Exercise data –

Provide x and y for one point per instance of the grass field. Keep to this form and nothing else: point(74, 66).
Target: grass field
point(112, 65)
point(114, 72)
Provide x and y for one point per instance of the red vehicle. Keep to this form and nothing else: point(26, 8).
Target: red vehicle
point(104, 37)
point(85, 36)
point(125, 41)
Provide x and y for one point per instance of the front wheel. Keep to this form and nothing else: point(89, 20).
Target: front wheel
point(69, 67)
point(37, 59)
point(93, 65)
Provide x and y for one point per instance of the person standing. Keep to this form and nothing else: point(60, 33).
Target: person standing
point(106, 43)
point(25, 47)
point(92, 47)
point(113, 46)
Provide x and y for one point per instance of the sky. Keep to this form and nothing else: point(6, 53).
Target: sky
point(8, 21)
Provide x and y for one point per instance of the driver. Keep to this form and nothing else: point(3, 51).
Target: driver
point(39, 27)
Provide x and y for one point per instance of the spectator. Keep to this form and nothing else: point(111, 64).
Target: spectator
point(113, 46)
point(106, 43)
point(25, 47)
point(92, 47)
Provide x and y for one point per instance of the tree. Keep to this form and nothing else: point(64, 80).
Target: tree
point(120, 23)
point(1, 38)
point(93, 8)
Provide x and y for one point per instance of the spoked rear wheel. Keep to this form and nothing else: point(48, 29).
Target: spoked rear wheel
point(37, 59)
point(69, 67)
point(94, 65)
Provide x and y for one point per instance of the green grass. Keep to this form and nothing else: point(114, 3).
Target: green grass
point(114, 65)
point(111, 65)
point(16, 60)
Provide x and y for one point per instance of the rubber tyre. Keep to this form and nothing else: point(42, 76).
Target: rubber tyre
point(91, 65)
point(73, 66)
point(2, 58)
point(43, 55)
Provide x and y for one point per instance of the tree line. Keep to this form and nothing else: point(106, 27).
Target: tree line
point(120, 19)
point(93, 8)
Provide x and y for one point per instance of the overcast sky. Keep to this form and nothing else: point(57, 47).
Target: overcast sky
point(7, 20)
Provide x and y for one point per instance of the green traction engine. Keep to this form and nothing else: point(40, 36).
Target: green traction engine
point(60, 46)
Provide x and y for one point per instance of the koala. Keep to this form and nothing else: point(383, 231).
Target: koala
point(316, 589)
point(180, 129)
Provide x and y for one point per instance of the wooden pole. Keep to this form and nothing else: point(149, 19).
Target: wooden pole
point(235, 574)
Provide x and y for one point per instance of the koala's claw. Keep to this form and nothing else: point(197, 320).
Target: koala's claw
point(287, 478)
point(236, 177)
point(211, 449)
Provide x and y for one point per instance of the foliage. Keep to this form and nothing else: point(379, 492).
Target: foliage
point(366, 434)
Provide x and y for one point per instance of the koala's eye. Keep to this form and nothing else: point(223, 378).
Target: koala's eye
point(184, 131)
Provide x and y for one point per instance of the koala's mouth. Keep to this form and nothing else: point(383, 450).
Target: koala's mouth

Task to carry out – Every record shown above should be written out again exactly.

Exercise solution –
Provide x and y for one point per instance of the grass field. Keep to this form and nothing else: point(74, 66).
Target: grass field
point(112, 65)
point(114, 72)
Provide x and y for one point per instance of the red vehicle. Keep to this form and nothing else: point(26, 8).
Target: red vehicle
point(104, 37)
point(85, 36)
point(125, 41)
Provide x and y for one point per instance of the front wheel. Keep to this form and nothing else: point(89, 20).
Target: front wheel
point(69, 67)
point(37, 59)
point(93, 65)
Provide x and y for one point per instance of the person standing. Keep to this form and nothing else: point(60, 33).
Target: person standing
point(106, 43)
point(25, 47)
point(92, 47)
point(113, 46)
Provide x and y for one point per instance of the sky. Keep to this form and nothing else: point(6, 53).
Target: sky
point(8, 21)
Provide x and y for one point per instance of the driver. Keep to this form and nothing else: point(3, 51).
Target: driver
point(39, 27)
Provide x and y for one point per instance of the spectator. Keep to this form and nothing else: point(111, 64).
Target: spectator
point(113, 46)
point(106, 43)
point(25, 47)
point(92, 47)
Provide x and y for one point per instance of the tree. Keep to this form and nothing else: point(64, 80).
Target: tree
point(120, 23)
point(1, 38)
point(93, 8)
Provide x and y for one point per instance of the spoked rear wheel. Keep to this form and nothing else: point(48, 29).
Target: spoked rear wheel
point(37, 59)
point(69, 67)
point(94, 65)
Provide x and y for one point per instance of the green grass. Keep to this form and nothing else: point(114, 3).
Target: green grass
point(114, 65)
point(111, 65)
point(16, 60)
Provide x and y for one point per instance of the rubber tyre. Keep to this form and nothing else: point(42, 76).
Target: rubber tyre
point(91, 65)
point(73, 66)
point(2, 58)
point(43, 55)
Provide x and y for one point per instance of the tree line. Keep to this form and nothing else: point(106, 27).
Target: tree line
point(120, 19)
point(93, 8)
Provide x and y for one point per instance of the overcast sky. Keep to this form and nothing else: point(57, 47).
Target: overcast sky
point(7, 20)
Provide x and y for one point per instance of the green traction engine. Keep to this form and nothing else: point(40, 36).
Target: green traction engine
point(60, 46)
Provide x and y for one point per instance of the koala. Keep to this form and nothing else: point(383, 231).
Target: koala
point(316, 589)
point(180, 129)
Provide x and y for one point per instance of the wooden pole. Keep to this form and nothing else: point(149, 19).
Target: wooden pole
point(235, 574)
Provide x and y for one point per instance of the koala's claw. Keep to this form and nothing else: point(197, 320).
Target: koala's claw
point(287, 478)
point(236, 177)
point(211, 449)
Provide x and y for one point per instance of the foliage. Keep to this form and nothing else: point(379, 492).
Target: foliage
point(366, 434)
Provide x and y for one point per instance of the koala's eye. Keep to this form and nothing else: point(223, 378).
Target: koala's eye
point(184, 131)
Provide x and y for one point per instance of the koala's mouth. Keep to this form and nothing else: point(383, 450).
Target: koala's mouth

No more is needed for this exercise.